### 本文
――本の感想は、ご覧になりますか?

 見ていますね。Twitterでフォローいただいている方はご存知かと思うんですけど、私、エゴサの鬼なので(笑い)……本当に励みになります。ありがとうございます

■「多様性」は、書き手側が意識して生んでいかないと出ない

――本作についてお伺いしたいと思います。『人間みたいに生きている』は、食べる行為そのものに拒否感を覚えている高校生の唯さんを主人公にした小説です。食について書いていただきたいという連絡をしたら、『元々、書きたいと思っていました』とお返事いただいたことを、すごくよく覚えています。どういう経緯で書きたいと思ったのか、教えていただけますか?

 元々、「過食と青春」というお題をいただいていまして。最初は食べすぎちゃうっていう内容の依頼だったんですけど、それより拒食症、食を拒む方に興味があるなと。

 以前バラエティ番組を見ていたとき、偏食で有名な俳優さんが出ていらして、彼の偏食をグルメな大御所さんが治す、みたいな内容でした。その俳優さんは潔癖症の一面も持っていらして、「手ごねハンバーグが食べられない」って言うんです。それに対して大御所さんが「お前はまだ、本当に美味しい手ごねハンバーグを知らないんだ」などと言って、いろんなお店に連れて行って食べさせる……。スタジオ全体の雰囲気は、偏食の俳優さんの方が悪くて、グルメの大御所さんが「正しい治療をしてあげている」という感じでした。
######
### 表示データ
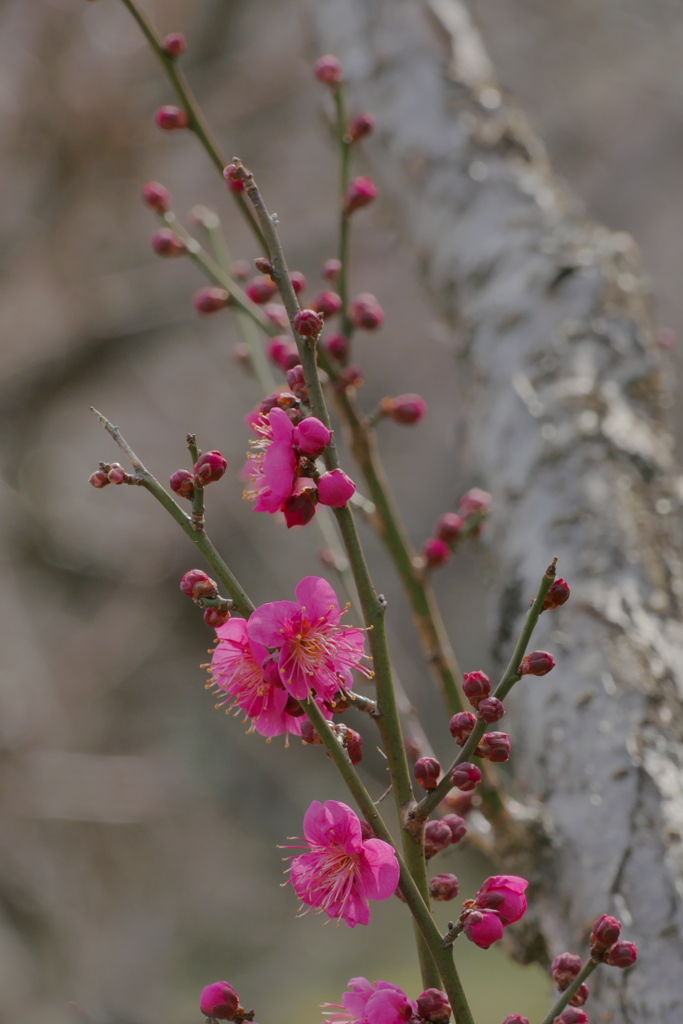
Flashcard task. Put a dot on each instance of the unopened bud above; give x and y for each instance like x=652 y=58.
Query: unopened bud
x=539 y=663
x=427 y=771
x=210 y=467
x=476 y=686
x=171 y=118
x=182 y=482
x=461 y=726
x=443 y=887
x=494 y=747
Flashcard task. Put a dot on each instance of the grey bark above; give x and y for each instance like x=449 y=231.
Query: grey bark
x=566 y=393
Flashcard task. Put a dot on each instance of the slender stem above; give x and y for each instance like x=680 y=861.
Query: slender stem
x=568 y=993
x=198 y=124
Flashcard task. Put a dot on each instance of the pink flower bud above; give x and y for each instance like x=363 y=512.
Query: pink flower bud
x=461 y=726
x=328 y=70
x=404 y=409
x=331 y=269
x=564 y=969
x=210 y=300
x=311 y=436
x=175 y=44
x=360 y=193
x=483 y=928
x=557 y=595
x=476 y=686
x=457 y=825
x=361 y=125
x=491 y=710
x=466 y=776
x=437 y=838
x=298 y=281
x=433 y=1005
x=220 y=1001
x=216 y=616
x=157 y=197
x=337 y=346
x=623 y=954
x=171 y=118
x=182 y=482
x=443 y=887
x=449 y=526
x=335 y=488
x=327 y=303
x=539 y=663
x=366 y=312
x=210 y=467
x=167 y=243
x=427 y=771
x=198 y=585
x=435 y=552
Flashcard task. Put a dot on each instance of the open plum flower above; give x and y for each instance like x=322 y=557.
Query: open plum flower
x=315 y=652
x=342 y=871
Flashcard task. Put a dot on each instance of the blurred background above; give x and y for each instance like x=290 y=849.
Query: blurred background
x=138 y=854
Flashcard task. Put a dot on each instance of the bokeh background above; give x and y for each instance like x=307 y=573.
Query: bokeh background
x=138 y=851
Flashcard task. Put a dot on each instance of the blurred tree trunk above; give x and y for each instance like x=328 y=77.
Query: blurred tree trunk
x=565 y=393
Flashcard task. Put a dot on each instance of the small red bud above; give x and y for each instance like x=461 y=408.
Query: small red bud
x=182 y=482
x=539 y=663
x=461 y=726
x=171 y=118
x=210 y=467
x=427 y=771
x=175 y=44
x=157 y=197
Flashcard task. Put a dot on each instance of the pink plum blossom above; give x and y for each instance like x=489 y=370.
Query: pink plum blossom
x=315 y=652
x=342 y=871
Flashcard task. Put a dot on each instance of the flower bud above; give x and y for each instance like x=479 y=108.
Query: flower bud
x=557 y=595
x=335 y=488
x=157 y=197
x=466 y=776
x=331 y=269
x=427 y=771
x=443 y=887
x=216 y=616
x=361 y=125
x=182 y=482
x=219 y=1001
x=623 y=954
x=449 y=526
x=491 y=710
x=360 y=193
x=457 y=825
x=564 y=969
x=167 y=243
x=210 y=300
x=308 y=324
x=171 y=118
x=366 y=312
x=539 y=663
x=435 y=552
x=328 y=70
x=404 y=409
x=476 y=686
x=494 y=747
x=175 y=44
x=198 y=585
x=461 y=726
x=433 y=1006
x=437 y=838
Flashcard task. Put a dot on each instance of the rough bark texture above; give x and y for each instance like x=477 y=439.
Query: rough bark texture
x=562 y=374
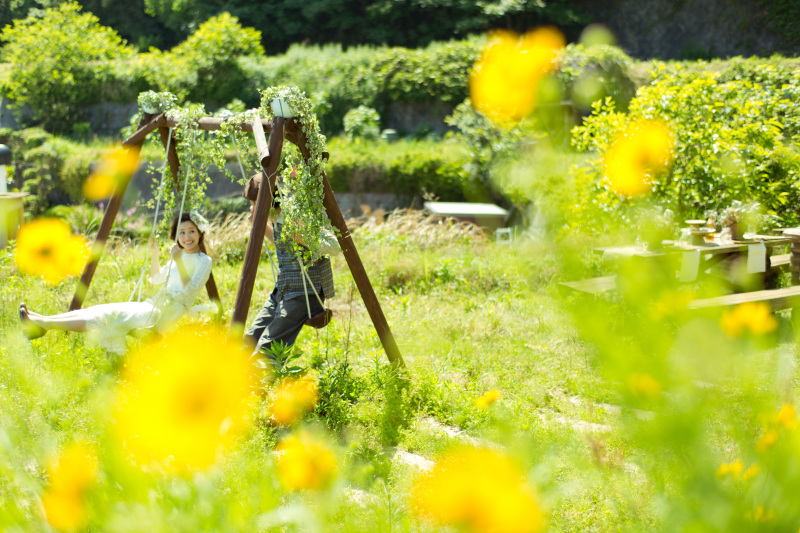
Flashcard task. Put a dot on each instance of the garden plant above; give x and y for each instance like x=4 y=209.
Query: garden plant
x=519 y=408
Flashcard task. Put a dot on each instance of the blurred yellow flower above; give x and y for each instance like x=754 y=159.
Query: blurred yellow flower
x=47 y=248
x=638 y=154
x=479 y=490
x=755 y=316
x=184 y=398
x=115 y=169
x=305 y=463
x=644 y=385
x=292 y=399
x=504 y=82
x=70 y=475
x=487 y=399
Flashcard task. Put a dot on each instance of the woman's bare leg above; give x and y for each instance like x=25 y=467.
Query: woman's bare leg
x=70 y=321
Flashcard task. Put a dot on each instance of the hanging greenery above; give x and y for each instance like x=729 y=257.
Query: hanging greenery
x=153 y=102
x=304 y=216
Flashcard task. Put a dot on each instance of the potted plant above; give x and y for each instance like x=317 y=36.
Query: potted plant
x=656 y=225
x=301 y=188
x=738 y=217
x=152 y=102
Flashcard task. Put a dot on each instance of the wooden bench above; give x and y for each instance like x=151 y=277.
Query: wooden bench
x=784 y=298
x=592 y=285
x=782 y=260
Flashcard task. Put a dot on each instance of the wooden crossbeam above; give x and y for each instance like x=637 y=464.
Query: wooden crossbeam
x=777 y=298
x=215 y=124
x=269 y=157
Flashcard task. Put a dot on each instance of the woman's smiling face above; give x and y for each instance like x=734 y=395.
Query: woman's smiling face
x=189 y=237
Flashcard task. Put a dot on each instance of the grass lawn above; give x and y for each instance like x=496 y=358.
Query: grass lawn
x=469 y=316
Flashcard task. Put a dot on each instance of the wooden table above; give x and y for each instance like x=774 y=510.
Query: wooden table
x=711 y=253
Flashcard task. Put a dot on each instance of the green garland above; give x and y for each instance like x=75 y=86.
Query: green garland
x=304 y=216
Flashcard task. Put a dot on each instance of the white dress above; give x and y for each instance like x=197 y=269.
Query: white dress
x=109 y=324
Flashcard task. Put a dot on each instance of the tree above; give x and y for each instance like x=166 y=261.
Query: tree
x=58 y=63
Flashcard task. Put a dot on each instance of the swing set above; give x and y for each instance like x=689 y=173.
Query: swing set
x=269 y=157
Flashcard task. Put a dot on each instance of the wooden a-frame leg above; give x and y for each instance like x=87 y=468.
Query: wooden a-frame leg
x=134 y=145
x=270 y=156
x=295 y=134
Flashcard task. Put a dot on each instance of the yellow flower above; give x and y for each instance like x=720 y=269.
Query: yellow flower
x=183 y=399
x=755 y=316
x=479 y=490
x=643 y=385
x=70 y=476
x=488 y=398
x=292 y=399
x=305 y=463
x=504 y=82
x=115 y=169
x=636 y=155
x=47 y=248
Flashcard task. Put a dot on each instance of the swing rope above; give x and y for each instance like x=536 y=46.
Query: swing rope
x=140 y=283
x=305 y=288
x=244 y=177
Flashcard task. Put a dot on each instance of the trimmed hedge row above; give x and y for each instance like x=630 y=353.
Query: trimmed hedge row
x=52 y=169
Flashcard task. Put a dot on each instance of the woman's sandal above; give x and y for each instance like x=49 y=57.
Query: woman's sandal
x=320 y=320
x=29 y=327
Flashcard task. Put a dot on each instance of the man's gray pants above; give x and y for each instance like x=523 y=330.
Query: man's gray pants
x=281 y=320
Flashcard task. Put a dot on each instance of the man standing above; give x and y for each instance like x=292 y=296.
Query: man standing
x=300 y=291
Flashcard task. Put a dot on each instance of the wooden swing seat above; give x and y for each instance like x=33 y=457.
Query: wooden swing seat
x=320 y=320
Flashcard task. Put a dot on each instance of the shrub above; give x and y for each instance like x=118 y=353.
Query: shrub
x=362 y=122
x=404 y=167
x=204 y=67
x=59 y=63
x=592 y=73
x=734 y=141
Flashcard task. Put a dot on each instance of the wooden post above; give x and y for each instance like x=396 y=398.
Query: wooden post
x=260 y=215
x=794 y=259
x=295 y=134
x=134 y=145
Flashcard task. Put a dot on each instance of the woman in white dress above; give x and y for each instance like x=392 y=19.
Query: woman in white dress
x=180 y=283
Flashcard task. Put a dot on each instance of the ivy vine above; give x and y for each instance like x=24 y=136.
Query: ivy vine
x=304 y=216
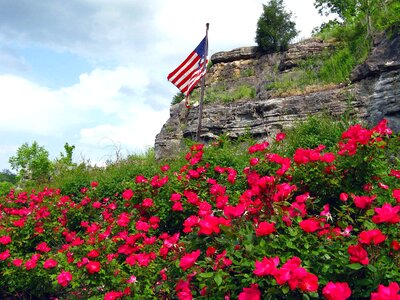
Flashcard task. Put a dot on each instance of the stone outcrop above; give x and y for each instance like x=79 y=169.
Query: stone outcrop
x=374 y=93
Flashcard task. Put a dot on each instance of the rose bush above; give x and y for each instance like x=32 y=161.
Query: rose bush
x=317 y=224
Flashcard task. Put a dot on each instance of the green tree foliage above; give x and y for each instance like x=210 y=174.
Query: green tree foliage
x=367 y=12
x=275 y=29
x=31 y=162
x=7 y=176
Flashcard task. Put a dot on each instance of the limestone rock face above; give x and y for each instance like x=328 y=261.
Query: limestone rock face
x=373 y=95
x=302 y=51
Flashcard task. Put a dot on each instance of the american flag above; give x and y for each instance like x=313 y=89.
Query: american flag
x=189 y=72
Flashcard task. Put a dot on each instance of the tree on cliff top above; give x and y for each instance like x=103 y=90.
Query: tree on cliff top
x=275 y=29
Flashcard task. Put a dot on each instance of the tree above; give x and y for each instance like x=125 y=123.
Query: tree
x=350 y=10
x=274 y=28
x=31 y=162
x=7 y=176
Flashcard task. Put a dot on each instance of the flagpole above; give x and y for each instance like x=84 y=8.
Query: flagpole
######
__取り組む課題__
小説『人間みたいに生きている』をめぐるインタビューの本文から、「以前バラエティ番組を見ていた」で始まり「げている」という感じでした。」で終わる部分を書き写しなさい。

__解答例__
以前バラエティ番組を見ていたとき、偏食で有名な俳優さんが出ていらして、彼の偏食をグルメな大御所さんが治す、みたいな内容でした。その俳優さんは潔癖症の一面も持っていらして、「手ごねハンバーグが食べられない」って言うんです。それに対して大御所さんが「お前はまだ、本当に美味しい手ごねハンバーグを知らないんだ」などと言って、いろんなお店に連れて行って食べさせる……。スタジオ全体の雰囲気は、偏食の俳優さんの方が悪くて、グルメの大御所さんが「正しい治療をしてあげている」という感じでした。